(Named object pointing listing)
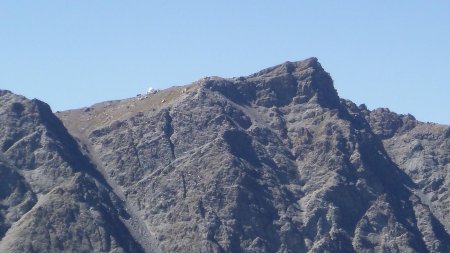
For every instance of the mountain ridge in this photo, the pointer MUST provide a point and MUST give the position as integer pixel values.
(271, 162)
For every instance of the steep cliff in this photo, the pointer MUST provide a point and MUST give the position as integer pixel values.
(271, 162)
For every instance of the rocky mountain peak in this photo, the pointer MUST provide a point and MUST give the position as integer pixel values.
(270, 162)
(288, 83)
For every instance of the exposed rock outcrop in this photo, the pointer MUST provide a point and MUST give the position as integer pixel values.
(271, 162)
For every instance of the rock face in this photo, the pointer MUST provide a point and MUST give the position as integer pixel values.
(271, 162)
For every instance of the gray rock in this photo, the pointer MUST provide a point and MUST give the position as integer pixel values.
(272, 162)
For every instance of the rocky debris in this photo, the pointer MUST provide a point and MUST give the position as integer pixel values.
(271, 162)
(52, 198)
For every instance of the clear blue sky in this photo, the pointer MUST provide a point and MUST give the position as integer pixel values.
(72, 54)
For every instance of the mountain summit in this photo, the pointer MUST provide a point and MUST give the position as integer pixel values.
(271, 162)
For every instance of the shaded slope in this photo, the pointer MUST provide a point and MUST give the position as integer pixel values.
(272, 162)
(53, 199)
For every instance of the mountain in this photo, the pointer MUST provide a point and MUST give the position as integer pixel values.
(271, 162)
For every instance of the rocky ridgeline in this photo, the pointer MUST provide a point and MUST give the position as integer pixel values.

> _Work instructions_
Rewrite the whole listing with every "integer pixel values" changed to "whole-number pixel coordinates" and nothing else altered. Omit the pictures from your answer.

> _Problem solution_
For every instance of the mountain ridge in this photo, the pointer MUST provide a point and MUST give the position as whole-number pixel coordinates.
(271, 162)
For every instance of the steep cliff in this photo, the pointer MUST provide a point and MUST give the position as whole-number pixel coordinates.
(271, 162)
For every instance of the rocky mountain peak in this photo, the pointer MUST provide a point and MUST give the position as whole-number pixel coordinates.
(270, 162)
(288, 83)
For every instance of the exposed rock outcrop in this photo, the pointer MUST provide a point and MUST give the position as whole-number pixel coordinates.
(271, 162)
For every instance of the rock face in this photo, the pointer MUST provide a point and MUST give the position as whole-number pixel coordinates.
(271, 162)
For every instance of the gray rock in this photo, the pointer MUST provide a point and MUST give the position as whole-number pixel coordinates.
(272, 162)
For every instance of the rocky debris in this photo, the pointer MUST provide a point and MUST give the position as whole-number pixel coordinates.
(271, 162)
(52, 198)
For every instance of the clear blue sky in this photo, the pointer MUST provide a point and MUST give the position as whole-number pixel coordinates.
(72, 54)
For every instance of the mountain summit in this photo, the pointer MUST provide a point and MUST give the position as whole-number pixel coordinates.
(271, 162)
For every instance of the shaded slope in this photo, the pointer MUST provide a point and MUST give the position as whole-number pixel coordinates.
(272, 162)
(53, 199)
For every instance of the mountain in this photo, the pointer MUST provide a point and MUST give the position as whole-number pixel coordinates.
(271, 162)
For every instance of the rocky ridgeline in this photo, the pointer MUST provide a point and MUST give the position as whole-number pixel coordinates.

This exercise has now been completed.